Required action: Nothing but the records, transcribed exactly, should appear in the answer; leave the pictures out.

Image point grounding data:
####
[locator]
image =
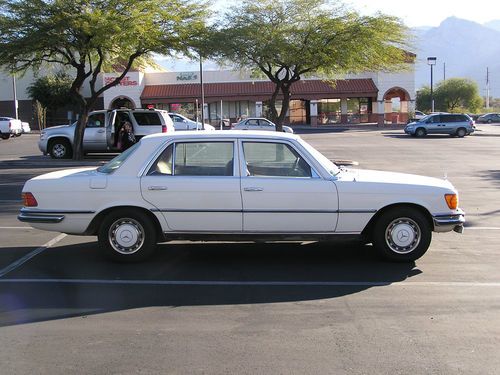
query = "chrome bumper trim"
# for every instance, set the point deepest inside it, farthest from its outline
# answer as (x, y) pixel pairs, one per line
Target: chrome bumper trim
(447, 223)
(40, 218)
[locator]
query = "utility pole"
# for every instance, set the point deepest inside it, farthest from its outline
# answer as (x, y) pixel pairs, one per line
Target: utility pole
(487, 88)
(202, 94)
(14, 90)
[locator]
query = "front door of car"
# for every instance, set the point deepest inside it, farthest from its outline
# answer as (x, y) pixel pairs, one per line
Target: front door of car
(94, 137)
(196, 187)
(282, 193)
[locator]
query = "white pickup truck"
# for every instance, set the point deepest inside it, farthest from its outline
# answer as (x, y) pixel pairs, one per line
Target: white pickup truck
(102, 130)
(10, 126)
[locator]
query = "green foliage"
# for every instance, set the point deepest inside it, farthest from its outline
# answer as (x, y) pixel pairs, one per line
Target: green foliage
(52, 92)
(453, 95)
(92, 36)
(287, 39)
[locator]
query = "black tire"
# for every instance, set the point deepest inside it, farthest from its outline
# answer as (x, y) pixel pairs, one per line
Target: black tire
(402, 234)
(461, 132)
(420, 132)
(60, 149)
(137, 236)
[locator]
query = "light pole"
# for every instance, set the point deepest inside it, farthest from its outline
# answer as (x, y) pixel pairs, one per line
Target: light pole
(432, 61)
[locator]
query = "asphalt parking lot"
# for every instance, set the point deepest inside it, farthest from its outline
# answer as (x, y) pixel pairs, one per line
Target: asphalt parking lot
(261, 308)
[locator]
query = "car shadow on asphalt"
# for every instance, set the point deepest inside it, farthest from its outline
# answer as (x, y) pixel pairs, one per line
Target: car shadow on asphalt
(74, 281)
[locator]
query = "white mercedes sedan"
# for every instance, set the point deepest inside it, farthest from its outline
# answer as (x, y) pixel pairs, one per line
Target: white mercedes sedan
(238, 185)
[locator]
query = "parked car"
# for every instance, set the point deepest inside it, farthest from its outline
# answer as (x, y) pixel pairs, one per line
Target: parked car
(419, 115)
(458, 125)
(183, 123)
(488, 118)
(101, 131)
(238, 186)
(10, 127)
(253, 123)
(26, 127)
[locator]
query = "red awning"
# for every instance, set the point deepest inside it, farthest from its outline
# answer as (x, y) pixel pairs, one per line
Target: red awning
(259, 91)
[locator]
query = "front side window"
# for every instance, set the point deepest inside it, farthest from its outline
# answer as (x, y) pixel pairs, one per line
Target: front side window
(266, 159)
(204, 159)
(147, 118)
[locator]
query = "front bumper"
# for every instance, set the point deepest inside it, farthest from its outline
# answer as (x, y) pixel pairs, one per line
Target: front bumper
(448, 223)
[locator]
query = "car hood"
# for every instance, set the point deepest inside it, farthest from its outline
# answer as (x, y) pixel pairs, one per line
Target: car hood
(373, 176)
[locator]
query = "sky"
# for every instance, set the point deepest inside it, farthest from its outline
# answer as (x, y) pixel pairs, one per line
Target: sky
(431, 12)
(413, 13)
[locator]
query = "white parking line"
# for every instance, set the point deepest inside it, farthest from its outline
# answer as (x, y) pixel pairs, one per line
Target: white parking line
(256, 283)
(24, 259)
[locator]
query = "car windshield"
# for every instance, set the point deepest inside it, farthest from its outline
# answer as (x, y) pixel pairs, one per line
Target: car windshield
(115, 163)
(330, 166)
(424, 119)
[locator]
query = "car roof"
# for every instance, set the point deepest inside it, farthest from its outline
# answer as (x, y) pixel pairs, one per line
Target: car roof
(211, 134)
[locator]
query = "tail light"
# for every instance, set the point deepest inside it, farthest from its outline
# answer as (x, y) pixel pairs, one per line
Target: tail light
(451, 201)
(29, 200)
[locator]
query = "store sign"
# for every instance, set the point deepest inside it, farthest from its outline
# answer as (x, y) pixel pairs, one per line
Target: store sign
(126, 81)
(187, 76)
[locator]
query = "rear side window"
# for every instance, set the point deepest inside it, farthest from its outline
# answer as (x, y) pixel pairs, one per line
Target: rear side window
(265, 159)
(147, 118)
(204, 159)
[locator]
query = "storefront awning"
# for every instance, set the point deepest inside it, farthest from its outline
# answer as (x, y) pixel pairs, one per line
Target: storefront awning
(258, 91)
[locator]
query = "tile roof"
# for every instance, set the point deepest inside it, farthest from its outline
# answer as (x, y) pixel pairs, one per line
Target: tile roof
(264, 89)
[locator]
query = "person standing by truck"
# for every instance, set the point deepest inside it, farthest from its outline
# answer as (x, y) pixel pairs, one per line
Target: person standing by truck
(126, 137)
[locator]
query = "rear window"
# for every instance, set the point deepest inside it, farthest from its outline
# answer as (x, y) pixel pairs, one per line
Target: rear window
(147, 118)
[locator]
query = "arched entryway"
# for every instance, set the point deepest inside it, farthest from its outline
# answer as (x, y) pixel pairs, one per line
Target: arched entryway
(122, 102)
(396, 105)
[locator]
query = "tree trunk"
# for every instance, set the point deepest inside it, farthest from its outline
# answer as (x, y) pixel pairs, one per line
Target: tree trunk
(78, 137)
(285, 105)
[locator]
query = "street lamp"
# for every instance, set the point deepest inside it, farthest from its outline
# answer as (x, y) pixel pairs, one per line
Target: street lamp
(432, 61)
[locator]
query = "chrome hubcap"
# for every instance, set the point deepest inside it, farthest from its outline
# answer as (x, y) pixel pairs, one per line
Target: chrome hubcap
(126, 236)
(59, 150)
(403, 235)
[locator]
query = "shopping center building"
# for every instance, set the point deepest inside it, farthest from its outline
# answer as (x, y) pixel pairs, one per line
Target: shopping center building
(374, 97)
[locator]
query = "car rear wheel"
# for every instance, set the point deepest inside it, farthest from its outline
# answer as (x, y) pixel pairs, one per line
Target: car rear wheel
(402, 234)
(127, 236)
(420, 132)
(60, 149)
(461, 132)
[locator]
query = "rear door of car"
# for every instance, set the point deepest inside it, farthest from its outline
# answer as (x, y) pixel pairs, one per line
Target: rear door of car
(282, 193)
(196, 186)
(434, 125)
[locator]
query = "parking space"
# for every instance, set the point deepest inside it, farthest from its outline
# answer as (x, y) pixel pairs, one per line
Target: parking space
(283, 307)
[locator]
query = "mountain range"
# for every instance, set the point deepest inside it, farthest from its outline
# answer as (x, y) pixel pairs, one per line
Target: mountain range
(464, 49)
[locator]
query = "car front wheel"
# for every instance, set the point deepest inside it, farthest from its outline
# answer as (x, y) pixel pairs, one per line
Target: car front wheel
####
Result of the task:
[locator]
image =
query = "chrome bumper trim"
# for every instance, set the point deepest inside it, farthest from its outline
# answer as (x, y) pixel pairs, one per line
Target: chrome bumper trim
(447, 223)
(40, 218)
[locator]
query = "utility pole"
# for every instance, set the point deepest inside it, farthest from its outline
# answer as (x, y) pixel pairs, one per line
Target: utility pole
(487, 88)
(202, 94)
(14, 90)
[locator]
query = "front door of car"
# for every instance, set the point deepest inside it, farthest from its outline
# answer as (x, y) pixel pairs, one per line
Target: front door of car
(94, 137)
(196, 187)
(282, 193)
[locator]
query = "white pickup truck"
# for every instance, set the point deepest inside it, farthest from its outline
# answer as (x, y) pixel pairs, one per line
Target: white pickup truck
(102, 130)
(10, 126)
[locator]
query = "green foliage"
# for every instance, set the point deepest inside it, farthest from its outline
# answer as (x, y) pixel pairs, one per line
Target: green foliage
(52, 92)
(453, 95)
(92, 36)
(287, 39)
[locator]
query = "black tire"
# for every instance, set the point deepest inside it, farthest from its outline
# answer as (x, y) pixel pairs, one per line
Target: black tire
(402, 234)
(461, 132)
(420, 132)
(60, 149)
(137, 236)
[locator]
query = "light pole"
# for every instance, set the point deepest inside it, farthest from its outline
# answer as (x, y) pixel pairs, one per line
Target: light pole
(432, 61)
[locator]
query = "asphalt parking lot"
# for every instance, set the point deepest inside it, farthest from its outline
# answer as (x, y) pixel pairs, one per line
Target: asphalt parking lot
(261, 308)
[locator]
query = "car shadow on asphalt"
# for every instance, set the point deepest inside it, farthest from its outline
# answer as (x, y) pixel pairs, one per line
Target: car shadow on asphalt
(74, 281)
[locator]
query = "white mercedes sedan"
# for every instance, set the point deepest inside it, farthest from its outline
# answer as (x, y) pixel pairs, one per line
Target: white mercedes sedan
(238, 185)
[locator]
query = "parked car"
# for every instance, set the point deepest inside it, farthest from its outline
# answer as (x, y) pixel pairs, one per line
Target: parked car
(419, 115)
(458, 125)
(183, 123)
(488, 118)
(101, 131)
(238, 186)
(10, 127)
(253, 123)
(26, 127)
[locator]
query = "red awning"
# for every instance, set the point deepest inside it, farthest from its outline
# answer as (x, y) pixel pairs, one per line
Target: red awning
(259, 91)
[locator]
query = "front side window"
# for every instance, set the point deepest inside it, farthest from its outline
# answer as (x, y) pixel pairs, one per line
Target: front side window
(266, 159)
(204, 159)
(147, 118)
[locator]
query = "front bumper"
# for every instance, set the point deepest inside it, farthest from its outline
# answer as (x, y) pixel pairs, one per line
Target: front bumper
(448, 223)
[locator]
query = "car hood"
# for every instance, set the point deepest inside it, farthest from its outline
# answer as (x, y) pixel pairs, one per line
Target: car hood
(373, 176)
[locator]
query = "sky"
# for every instance, set the point deepest inside it, farthest from its outline
# answer as (x, y) pixel pairs, one per line
Target: sky
(431, 12)
(413, 13)
[locator]
query = "white parking line"
# for every instance, set the point deepest inside it, farthest from its outline
# answer as (x, y) pixel pairs, one per line
Target: white parking line
(256, 283)
(24, 259)
[locator]
query = "car windshield"
# for every instance, set the point deepest inside it, farthest from its outline
# answer as (x, y) pixel pairs, one per line
Target: car windshield
(115, 163)
(330, 166)
(424, 119)
[locator]
query = "car roof"
# for every instance, set the point deepest inside it, farthest from its outline
# answer as (x, y) pixel pairs, one per line
Target: car roof
(211, 134)
[locator]
query = "tail light"
# for every instance, set the point deepest inside it, farthest from its outline
# answer as (x, y) pixel pairs, one per line
Target: tail light
(451, 201)
(29, 200)
[locator]
query = "store sign"
# for every instance, set the point deepest inside it, farthest from its outline
# answer as (x, y) pixel pairs, one per line
Target: store sign
(126, 81)
(187, 76)
[locator]
query = "rear side window"
# for every instance, set the point deepest inside it, farthest from its outline
# answer as (x, y) pixel pairs, one per line
Target: rear side window
(265, 159)
(147, 118)
(204, 159)
[locator]
query = "storefront awning"
# for every instance, set the point deepest inside it, farthest from its outline
# answer as (x, y) pixel pairs, one per line
Target: storefront awning
(258, 91)
[locator]
query = "tile roof"
# for every instance, set the point deepest inside it, farthest from its outline
# answer as (x, y) pixel pairs, one per line
Target: tile roof
(264, 89)
[locator]
query = "person standing by truck"
# for every instance, set the point deepest inside it, farthest from its outline
# answer as (x, y) pixel pairs, one per line
Target: person standing by truck
(126, 137)
[locator]
query = "rear window"
# for every instance, set the point deepest inside it, farthest from its outline
# answer as (x, y) pixel pairs, one per line
Target: rear window
(147, 118)
[locator]
query = "arched entryway"
# for every instance, set the point deepest inside it, farthest from its outline
# answer as (x, y) pixel pairs, one per line
Target: arched entryway
(122, 102)
(396, 105)
[locator]
query = "tree trunk"
# for every instance, set the point deepest inside it, farthest from its outline
# answer as (x, y) pixel pairs, one per line
Target: tree trunk
(78, 137)
(285, 105)
[locator]
query = "street lamp"
# for every instance, set the point deepest inside it, farthest from its outline
# answer as (x, y) pixel pairs, one per line
Target: street lamp
(432, 61)
[locator]
query = "chrome hubcap"
# for every instance, set the point deepest inside it, farthest from its outline
# answer as (x, y) pixel pairs, one per line
Target: chrome hubcap
(126, 236)
(59, 150)
(403, 235)
[locator]
query = "shopping center building"
# for every instance, set the point deepest inside it, farthest from its outline
# answer as (x, y) pixel pairs, one per line
Target: shopping center building
(374, 97)
[locator]
query = "car rear wheel"
# for every instance, set the point deepest inside it, farthest from its outline
# answer as (x, y) pixel pairs, one per line
Target: car rear wheel
(402, 234)
(127, 236)
(420, 132)
(60, 149)
(461, 132)
[locator]
query = "rear door of car"
# for every instance, set the point deepest inside it, farthest from its outline
# answer as (x, y) pixel pairs, one per line
Target: rear door of car
(282, 193)
(196, 186)
(434, 125)
[locator]
query = "parking space"
# for every instance, set the point deepest inside it, farthest from its outline
# answer as (x, y) pixel pairs, one per line
Target: parking space
(283, 307)
[locator]
query = "mountain range"
# for every instance, set the point deepest inside it, farthest from its outline
# answer as (x, y) pixel pairs, one per line
Target: mountain range
(464, 49)
[locator]
query = "car front wheel"
# for every instance, set the point deepest inside it, farthest from its outline
# answer as (x, y) pixel pairs, one per line
Target: car front wheel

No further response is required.